___ GIVEN ENTRIES

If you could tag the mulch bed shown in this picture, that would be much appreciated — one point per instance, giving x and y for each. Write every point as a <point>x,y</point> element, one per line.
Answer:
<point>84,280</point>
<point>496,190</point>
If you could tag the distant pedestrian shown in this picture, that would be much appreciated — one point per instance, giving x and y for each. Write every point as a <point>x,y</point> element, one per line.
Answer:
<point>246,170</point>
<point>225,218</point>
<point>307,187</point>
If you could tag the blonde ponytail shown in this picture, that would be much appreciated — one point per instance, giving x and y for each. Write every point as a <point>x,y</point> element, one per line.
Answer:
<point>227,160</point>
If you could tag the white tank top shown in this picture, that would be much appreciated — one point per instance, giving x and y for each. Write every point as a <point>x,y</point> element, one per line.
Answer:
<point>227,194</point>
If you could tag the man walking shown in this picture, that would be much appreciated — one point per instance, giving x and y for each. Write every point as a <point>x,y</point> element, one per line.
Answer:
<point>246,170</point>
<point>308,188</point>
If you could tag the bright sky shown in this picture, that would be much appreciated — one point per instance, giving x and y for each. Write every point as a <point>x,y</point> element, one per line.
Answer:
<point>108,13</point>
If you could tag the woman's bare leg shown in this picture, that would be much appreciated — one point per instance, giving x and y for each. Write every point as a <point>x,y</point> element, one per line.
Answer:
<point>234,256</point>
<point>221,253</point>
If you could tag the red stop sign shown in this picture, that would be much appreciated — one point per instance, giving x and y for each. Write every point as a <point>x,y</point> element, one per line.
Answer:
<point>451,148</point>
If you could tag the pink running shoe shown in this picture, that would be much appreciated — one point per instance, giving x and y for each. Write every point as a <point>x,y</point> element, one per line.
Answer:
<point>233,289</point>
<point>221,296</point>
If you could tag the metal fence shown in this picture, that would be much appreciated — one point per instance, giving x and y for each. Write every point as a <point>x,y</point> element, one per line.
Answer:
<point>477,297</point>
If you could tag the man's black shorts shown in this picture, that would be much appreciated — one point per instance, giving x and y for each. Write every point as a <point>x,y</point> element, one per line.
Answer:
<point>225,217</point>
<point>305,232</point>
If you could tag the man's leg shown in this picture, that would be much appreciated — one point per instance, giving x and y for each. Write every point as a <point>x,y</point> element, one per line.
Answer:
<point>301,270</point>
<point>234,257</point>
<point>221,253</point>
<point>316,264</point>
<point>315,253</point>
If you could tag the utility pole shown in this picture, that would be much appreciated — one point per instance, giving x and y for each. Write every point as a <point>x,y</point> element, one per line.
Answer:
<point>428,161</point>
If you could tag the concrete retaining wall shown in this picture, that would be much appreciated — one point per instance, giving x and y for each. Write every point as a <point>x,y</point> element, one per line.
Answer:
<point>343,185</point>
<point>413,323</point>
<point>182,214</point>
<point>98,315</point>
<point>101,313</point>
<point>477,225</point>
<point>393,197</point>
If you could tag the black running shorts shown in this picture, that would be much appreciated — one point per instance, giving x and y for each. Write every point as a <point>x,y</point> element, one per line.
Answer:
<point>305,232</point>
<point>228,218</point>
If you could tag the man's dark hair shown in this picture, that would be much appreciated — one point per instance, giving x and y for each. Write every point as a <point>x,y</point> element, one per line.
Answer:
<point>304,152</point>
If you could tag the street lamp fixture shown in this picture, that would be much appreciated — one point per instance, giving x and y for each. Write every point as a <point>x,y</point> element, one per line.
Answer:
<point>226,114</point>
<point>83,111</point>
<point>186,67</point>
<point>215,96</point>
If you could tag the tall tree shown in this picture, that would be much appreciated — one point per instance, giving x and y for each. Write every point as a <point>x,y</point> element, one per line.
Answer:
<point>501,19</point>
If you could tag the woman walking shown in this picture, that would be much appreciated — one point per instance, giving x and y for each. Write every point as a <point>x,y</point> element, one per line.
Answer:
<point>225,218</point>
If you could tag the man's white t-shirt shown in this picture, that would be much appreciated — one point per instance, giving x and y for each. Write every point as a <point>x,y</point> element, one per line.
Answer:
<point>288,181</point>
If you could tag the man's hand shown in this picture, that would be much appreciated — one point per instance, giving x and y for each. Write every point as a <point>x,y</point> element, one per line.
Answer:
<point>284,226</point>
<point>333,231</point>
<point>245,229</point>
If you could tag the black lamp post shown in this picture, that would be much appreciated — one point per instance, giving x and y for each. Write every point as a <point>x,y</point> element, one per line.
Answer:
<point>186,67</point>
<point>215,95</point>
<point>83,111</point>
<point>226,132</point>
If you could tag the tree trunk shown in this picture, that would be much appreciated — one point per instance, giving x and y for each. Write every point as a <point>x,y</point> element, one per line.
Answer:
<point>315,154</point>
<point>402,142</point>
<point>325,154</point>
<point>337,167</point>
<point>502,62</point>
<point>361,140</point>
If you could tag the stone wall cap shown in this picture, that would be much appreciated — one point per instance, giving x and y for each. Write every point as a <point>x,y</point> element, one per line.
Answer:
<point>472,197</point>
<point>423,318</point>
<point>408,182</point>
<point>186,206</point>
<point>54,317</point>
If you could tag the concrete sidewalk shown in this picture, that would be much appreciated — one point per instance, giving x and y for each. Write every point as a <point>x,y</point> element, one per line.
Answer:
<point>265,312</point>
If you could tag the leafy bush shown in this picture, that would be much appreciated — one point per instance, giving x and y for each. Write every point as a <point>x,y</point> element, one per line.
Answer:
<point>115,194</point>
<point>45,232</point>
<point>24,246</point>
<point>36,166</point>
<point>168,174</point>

______

ACTION ITEM:
Search the records above for the word "shorts" and give the number of lines where it occurs, nothing else.

YOUR RESPONSE:
2